Reproduce the lines below verbatim, everything from the line containing "form: point(397, 116)." down to the line containing "point(441, 325)", both included.

-------- Exercise inputs --------

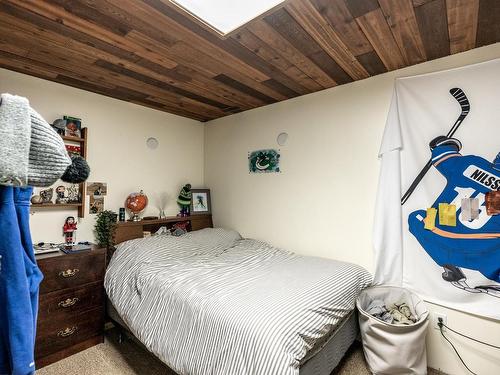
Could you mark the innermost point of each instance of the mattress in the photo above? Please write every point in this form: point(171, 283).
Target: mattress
point(321, 359)
point(212, 302)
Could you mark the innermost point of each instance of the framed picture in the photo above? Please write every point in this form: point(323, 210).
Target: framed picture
point(73, 127)
point(200, 202)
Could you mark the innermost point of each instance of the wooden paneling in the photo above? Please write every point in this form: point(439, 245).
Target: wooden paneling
point(152, 53)
point(401, 19)
point(462, 24)
point(433, 25)
point(488, 28)
point(380, 36)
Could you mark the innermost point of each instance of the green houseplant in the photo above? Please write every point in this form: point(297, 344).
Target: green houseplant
point(104, 228)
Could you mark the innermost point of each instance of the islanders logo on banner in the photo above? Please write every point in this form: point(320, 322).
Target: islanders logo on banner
point(461, 229)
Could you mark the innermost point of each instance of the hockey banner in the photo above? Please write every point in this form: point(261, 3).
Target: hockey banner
point(437, 231)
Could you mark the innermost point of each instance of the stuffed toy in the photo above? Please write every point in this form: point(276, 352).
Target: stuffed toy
point(184, 200)
point(31, 151)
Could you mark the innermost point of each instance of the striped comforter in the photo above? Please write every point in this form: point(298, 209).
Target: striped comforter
point(210, 302)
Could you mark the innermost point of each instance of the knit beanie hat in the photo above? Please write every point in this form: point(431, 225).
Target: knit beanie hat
point(31, 152)
point(184, 198)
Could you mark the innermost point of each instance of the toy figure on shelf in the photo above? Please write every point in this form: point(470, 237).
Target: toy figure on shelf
point(46, 195)
point(73, 193)
point(69, 229)
point(184, 200)
point(60, 192)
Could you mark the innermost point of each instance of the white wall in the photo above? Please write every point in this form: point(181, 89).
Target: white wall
point(323, 201)
point(117, 151)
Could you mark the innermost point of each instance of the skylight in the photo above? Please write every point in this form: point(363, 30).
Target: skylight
point(226, 15)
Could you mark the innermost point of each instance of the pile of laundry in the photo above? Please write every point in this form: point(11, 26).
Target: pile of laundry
point(393, 313)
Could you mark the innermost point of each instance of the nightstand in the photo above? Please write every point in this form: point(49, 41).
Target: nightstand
point(71, 309)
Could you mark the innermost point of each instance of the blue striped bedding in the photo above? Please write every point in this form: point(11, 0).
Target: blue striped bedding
point(210, 302)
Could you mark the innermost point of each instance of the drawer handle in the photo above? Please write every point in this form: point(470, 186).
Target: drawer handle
point(69, 302)
point(67, 331)
point(69, 273)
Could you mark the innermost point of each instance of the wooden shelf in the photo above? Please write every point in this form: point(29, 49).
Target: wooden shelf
point(80, 207)
point(168, 219)
point(72, 139)
point(55, 205)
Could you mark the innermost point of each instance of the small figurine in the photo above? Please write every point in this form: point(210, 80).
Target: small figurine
point(46, 195)
point(60, 194)
point(69, 229)
point(36, 199)
point(184, 200)
point(73, 193)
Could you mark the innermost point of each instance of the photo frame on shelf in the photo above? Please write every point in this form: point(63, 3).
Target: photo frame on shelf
point(200, 202)
point(73, 127)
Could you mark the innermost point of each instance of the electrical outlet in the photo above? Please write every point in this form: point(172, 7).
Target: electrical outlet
point(435, 320)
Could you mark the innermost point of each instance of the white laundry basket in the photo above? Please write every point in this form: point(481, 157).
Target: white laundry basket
point(392, 349)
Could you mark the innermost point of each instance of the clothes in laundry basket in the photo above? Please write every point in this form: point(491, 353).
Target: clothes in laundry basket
point(394, 313)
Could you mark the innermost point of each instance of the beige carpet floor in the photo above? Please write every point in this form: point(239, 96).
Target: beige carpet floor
point(127, 358)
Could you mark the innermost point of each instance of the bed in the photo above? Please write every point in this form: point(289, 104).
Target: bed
point(211, 302)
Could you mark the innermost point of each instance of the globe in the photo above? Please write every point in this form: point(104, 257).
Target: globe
point(135, 203)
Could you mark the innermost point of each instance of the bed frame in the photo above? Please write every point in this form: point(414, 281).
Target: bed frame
point(321, 359)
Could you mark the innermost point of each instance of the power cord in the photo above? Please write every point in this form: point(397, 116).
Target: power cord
point(441, 325)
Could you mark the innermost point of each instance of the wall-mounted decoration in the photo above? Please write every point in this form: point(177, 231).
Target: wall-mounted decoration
point(136, 203)
point(59, 126)
point(73, 195)
point(46, 195)
point(97, 192)
point(200, 201)
point(73, 127)
point(97, 188)
point(264, 161)
point(96, 204)
point(61, 194)
point(184, 200)
point(74, 150)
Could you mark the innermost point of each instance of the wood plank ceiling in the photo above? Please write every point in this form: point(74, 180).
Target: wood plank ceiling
point(151, 53)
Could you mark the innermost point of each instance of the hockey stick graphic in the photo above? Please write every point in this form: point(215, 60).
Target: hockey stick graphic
point(460, 96)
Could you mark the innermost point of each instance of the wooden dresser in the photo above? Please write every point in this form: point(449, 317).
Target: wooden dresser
point(129, 230)
point(71, 310)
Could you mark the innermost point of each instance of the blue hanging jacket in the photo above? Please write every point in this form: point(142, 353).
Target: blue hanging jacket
point(20, 278)
point(474, 245)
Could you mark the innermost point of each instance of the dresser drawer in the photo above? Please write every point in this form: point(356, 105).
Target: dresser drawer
point(63, 303)
point(55, 335)
point(71, 270)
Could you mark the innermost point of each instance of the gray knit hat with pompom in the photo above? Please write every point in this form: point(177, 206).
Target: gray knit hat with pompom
point(31, 152)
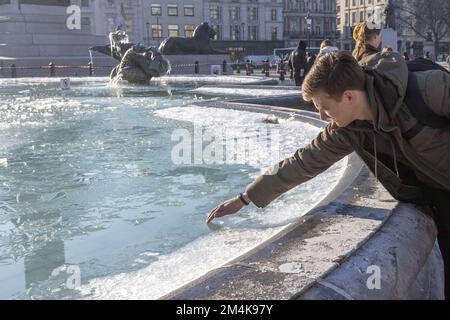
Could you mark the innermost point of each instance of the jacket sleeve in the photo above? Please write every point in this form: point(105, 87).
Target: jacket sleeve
point(435, 87)
point(306, 163)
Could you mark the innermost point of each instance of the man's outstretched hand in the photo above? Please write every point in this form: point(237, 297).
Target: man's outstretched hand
point(228, 207)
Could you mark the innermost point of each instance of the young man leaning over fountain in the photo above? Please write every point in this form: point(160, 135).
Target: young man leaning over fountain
point(368, 115)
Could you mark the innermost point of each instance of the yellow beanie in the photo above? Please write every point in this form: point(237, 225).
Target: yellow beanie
point(358, 30)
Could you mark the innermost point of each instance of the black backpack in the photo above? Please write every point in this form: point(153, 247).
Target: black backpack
point(415, 102)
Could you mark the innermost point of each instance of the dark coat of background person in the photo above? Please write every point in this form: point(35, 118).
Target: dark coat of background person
point(299, 63)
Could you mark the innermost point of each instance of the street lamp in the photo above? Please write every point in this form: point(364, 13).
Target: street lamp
point(308, 24)
point(148, 32)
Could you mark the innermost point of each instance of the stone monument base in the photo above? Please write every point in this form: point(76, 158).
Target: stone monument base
point(185, 64)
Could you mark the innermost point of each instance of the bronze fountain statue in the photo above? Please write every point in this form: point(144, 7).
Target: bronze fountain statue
point(199, 43)
point(138, 64)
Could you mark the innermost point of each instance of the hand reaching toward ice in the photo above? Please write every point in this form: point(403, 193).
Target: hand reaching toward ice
point(230, 206)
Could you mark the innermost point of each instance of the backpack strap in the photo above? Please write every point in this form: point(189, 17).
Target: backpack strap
point(420, 109)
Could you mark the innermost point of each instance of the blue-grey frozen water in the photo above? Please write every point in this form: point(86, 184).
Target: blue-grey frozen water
point(89, 190)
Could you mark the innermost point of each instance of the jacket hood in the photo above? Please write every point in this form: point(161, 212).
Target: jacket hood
point(386, 82)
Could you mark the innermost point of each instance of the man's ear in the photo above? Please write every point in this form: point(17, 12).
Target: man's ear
point(348, 95)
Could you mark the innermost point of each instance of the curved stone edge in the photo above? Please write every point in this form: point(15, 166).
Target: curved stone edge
point(402, 246)
point(403, 253)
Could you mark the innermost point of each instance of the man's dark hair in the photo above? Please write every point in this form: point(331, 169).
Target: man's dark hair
point(302, 45)
point(333, 73)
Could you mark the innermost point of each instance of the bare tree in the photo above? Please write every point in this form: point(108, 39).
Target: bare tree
point(429, 19)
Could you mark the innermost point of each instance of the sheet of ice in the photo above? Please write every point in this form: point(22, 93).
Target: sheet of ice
point(261, 92)
point(230, 236)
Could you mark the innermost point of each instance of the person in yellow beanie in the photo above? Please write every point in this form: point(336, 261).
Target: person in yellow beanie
point(368, 40)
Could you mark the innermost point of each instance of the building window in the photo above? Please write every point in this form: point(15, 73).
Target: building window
point(253, 13)
point(273, 14)
point(274, 33)
point(189, 30)
point(156, 31)
point(235, 32)
point(156, 9)
point(214, 12)
point(173, 30)
point(188, 10)
point(235, 13)
point(172, 10)
point(252, 33)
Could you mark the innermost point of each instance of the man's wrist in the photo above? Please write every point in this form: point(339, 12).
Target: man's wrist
point(244, 198)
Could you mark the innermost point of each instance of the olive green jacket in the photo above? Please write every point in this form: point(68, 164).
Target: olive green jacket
point(404, 167)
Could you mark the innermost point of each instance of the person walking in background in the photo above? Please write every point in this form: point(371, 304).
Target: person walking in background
point(310, 59)
point(299, 63)
point(325, 47)
point(368, 41)
point(405, 55)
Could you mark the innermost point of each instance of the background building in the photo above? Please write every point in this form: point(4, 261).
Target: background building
point(350, 12)
point(246, 27)
point(309, 19)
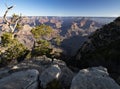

--------

--- Exercise response ---
Could you mark the innermost point of each instance of the power cord in the photo above? Please write every point in this form: point(397, 116).
Target: power cord
point(441, 325)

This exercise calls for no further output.